• **Saved data entries**
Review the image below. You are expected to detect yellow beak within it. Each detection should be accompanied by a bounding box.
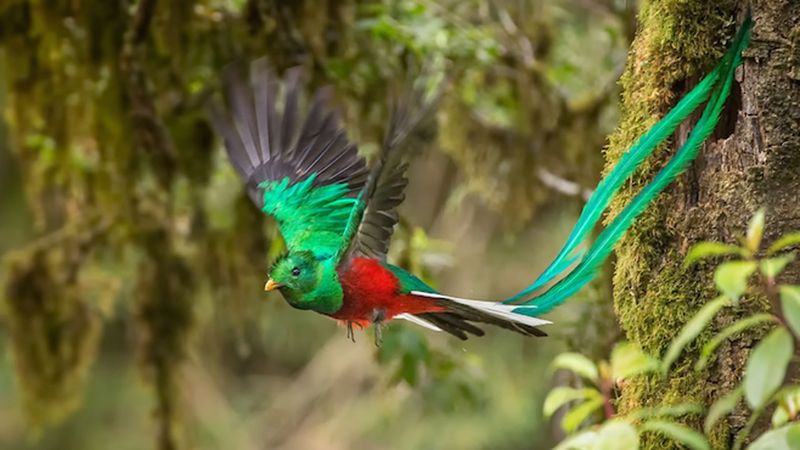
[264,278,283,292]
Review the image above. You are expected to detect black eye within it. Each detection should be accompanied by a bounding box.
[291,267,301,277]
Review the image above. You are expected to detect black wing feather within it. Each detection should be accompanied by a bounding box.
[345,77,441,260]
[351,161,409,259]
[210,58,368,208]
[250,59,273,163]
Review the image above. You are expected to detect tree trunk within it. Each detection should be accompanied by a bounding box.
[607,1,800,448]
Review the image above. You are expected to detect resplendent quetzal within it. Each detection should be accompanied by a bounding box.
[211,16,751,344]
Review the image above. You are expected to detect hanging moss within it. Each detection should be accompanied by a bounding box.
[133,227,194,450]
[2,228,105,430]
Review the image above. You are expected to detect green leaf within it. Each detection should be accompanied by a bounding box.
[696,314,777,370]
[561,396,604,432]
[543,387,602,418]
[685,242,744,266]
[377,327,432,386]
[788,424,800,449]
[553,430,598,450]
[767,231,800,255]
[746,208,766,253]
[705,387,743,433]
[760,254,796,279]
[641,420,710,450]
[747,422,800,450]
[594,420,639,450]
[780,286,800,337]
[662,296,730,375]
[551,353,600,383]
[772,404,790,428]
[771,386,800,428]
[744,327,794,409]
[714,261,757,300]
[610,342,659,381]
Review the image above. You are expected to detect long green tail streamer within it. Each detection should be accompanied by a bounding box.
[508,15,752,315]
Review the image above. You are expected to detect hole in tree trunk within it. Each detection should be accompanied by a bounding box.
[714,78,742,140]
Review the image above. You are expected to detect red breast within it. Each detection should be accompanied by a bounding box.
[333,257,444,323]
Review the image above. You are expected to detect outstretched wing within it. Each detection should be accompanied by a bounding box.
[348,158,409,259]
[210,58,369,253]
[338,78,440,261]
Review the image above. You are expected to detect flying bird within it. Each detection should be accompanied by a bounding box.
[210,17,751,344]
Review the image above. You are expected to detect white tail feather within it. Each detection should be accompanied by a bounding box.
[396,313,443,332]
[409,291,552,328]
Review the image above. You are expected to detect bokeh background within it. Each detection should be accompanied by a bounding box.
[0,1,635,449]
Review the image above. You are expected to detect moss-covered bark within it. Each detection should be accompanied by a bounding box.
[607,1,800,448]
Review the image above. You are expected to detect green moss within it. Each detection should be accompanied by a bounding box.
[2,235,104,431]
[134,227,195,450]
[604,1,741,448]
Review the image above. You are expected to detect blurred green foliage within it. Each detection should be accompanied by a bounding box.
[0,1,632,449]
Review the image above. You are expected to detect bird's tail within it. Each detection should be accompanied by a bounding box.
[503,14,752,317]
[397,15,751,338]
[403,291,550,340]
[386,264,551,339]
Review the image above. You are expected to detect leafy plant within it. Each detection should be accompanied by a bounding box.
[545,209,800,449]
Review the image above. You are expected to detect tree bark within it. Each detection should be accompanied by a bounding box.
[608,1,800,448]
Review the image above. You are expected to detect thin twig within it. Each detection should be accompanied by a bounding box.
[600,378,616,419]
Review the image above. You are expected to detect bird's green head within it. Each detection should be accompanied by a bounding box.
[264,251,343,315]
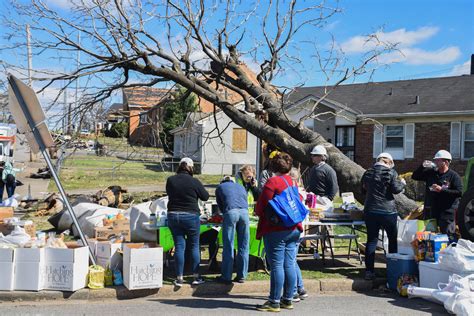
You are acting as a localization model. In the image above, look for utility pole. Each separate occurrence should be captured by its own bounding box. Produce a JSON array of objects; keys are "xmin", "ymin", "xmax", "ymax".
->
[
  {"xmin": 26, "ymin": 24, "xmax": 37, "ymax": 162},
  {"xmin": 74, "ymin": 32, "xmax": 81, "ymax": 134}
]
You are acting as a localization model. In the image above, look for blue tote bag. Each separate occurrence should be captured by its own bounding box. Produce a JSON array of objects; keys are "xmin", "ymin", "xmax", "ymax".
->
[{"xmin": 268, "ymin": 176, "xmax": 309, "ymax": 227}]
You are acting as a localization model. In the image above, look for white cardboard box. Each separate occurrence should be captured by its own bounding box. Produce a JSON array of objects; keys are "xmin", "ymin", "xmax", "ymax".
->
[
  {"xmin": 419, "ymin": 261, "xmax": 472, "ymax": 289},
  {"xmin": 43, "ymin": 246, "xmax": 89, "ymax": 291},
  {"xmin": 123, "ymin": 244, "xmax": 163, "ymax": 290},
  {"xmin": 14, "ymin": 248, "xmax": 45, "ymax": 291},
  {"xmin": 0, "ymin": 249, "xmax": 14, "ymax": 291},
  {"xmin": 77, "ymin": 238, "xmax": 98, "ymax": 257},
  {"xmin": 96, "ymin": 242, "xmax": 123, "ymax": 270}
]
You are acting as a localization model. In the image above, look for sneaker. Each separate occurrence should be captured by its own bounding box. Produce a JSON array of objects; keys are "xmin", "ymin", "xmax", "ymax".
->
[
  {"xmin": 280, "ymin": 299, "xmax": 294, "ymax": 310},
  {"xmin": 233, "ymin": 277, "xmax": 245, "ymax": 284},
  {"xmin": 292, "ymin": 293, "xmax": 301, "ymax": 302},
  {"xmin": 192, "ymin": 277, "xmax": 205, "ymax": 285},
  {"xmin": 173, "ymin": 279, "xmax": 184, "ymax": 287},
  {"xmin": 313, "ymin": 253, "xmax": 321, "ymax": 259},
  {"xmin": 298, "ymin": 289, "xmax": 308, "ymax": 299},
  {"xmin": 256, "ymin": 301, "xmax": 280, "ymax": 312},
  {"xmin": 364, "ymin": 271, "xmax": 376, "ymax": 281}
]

• **WHAT THE TASK REQUIRES**
For this exercise, transcribe the data above line by line, exactly, with pictures omitted.

• **EXERCISE ANSWER**
Review the image below. You are expected to detect yellow beak within it. Each detection should be accompanied by a bounding box.
[264,278,283,292]
Review the image above. You are expected to detect black eye within it. Each detection should be accompanied by a bounding box.
[291,267,301,277]
Review the image above. You are expected to detect black wing feather within it. Each detection should be accompanied by a bounding box.
[345,77,441,260]
[351,161,409,259]
[210,58,368,208]
[250,59,273,163]
Review the image above. You are expected to detect tree trunk within it. Each detection should be accompanied by a bounding box.
[607,1,800,448]
Review the image above. You are expected to detect resplendent quetzal within it. Each detection should be accompanied by a bounding box.
[211,16,751,344]
Review the image above. You are expected to detect hanging moss within it. Each detection should be accompanied by a bounding box.
[133,227,194,450]
[2,228,105,430]
Review the image above. You are expected to detect green leaf within it. Each detection should be accompanied by a bounding box.
[696,314,777,370]
[561,396,604,432]
[543,387,602,418]
[685,242,744,266]
[377,327,432,386]
[788,424,800,449]
[553,430,598,450]
[767,231,800,255]
[746,208,766,253]
[705,387,743,433]
[760,254,796,279]
[641,420,710,450]
[747,422,800,450]
[594,420,639,450]
[780,286,800,337]
[662,296,730,375]
[551,353,600,383]
[772,404,790,428]
[771,386,800,428]
[744,327,794,409]
[714,261,757,300]
[610,342,659,381]
Review the image above. You are expected to detect long green tail streamer within it. Each detection should be accompanied by a bounding box.
[508,15,752,315]
Review the image above. You are expected to detect hole in tree trunk within it. Each detection should be accompanied by a bounding box.
[714,78,742,140]
Review the image above. You are expected to detect red breast within it. Each detection should be accompanied by a bounding box.
[333,257,444,323]
Review the image above. You are expected to detect outstretched wing within it. Each detection should be accompanied by a bounding box.
[348,158,409,259]
[210,58,369,253]
[338,78,440,261]
Review the image above. You are expected to detect flying bird within it. Each detection should be accompanied by a bounding box.
[210,17,751,344]
Review the image above. You are expected to detect white tail feather within it. Each detection should be accompanied by a bounding box.
[396,313,443,332]
[409,291,552,328]
Review the image above. You are expected to detect bokeh background within it. Each detection should be accompanied by a bounding box.
[0,1,635,449]
Review the image above. You are expected to detect moss-covered bark within it. Each detection should be accompanied by a bounding box.
[607,1,800,448]
Review the image above. You are expected to detect green moss within it. Each detection should be accompanied by a bounding box.
[2,235,104,431]
[134,227,195,450]
[604,1,741,448]
Review the image above. You are expected to detect blurred green foliage within it. Each detection should be accompanied by a bounding box.
[0,1,632,449]
Review the image above. You are expected to detect bird's tail within it. Each detection should be accompanied by a bounding box.
[503,14,752,317]
[397,15,751,338]
[403,291,550,340]
[386,264,551,339]
Review the image above. You are expected to detect leafy plant within it. Each detection should be accompanied by a bounding box.
[545,209,800,449]
Review the image above. You are expected to detect tree bark within it. Each detection should be accompanied by a bounding box.
[608,1,800,448]
Review the image above. You are expected to detect thin twig within it. Each detection should be accompanied by a bounding box.
[600,378,616,419]
Review the image above. You are expected to detect bird's green head within it. Each detection should be accompanied by a bounding box.
[264,251,343,315]
You are acting as a localization model. In the image above, look for utility pole. Each separate occurrence should be captured by its own bounding box. Produce a JSON array of objects; keys are "xmin", "ymin", "xmax", "ymax".
->
[
  {"xmin": 26, "ymin": 24, "xmax": 37, "ymax": 162},
  {"xmin": 74, "ymin": 32, "xmax": 81, "ymax": 134}
]
You are acting as a localization model. In the image above, look for blue tote bag. Each separate occurrence should be captured by its own bounding box. Produce a JSON array of objects; keys are "xmin", "ymin", "xmax", "ymax".
->
[{"xmin": 268, "ymin": 176, "xmax": 309, "ymax": 227}]
You are acting as a localization model. In the image above, look for white cardboard box. Each separate occurrence should be captured by its own bounding box. Produce a JSON array of objects; keys are "xmin", "ymin", "xmax", "ymax".
->
[
  {"xmin": 419, "ymin": 261, "xmax": 472, "ymax": 289},
  {"xmin": 43, "ymin": 246, "xmax": 89, "ymax": 291},
  {"xmin": 123, "ymin": 244, "xmax": 163, "ymax": 290},
  {"xmin": 14, "ymin": 248, "xmax": 45, "ymax": 291},
  {"xmin": 0, "ymin": 249, "xmax": 14, "ymax": 291},
  {"xmin": 77, "ymin": 238, "xmax": 98, "ymax": 257},
  {"xmin": 96, "ymin": 242, "xmax": 123, "ymax": 270}
]
You are acting as a localization model. In the image above, look for sneaker. Each separate occurrence should be captured by its own bounding box. Produce a JSON array of objects; keys are "xmin", "ymin", "xmax", "ymax".
->
[
  {"xmin": 280, "ymin": 299, "xmax": 294, "ymax": 310},
  {"xmin": 233, "ymin": 277, "xmax": 245, "ymax": 284},
  {"xmin": 292, "ymin": 293, "xmax": 301, "ymax": 302},
  {"xmin": 192, "ymin": 277, "xmax": 205, "ymax": 285},
  {"xmin": 173, "ymin": 279, "xmax": 184, "ymax": 287},
  {"xmin": 313, "ymin": 253, "xmax": 321, "ymax": 259},
  {"xmin": 298, "ymin": 289, "xmax": 308, "ymax": 299},
  {"xmin": 256, "ymin": 301, "xmax": 280, "ymax": 312},
  {"xmin": 364, "ymin": 271, "xmax": 376, "ymax": 281}
]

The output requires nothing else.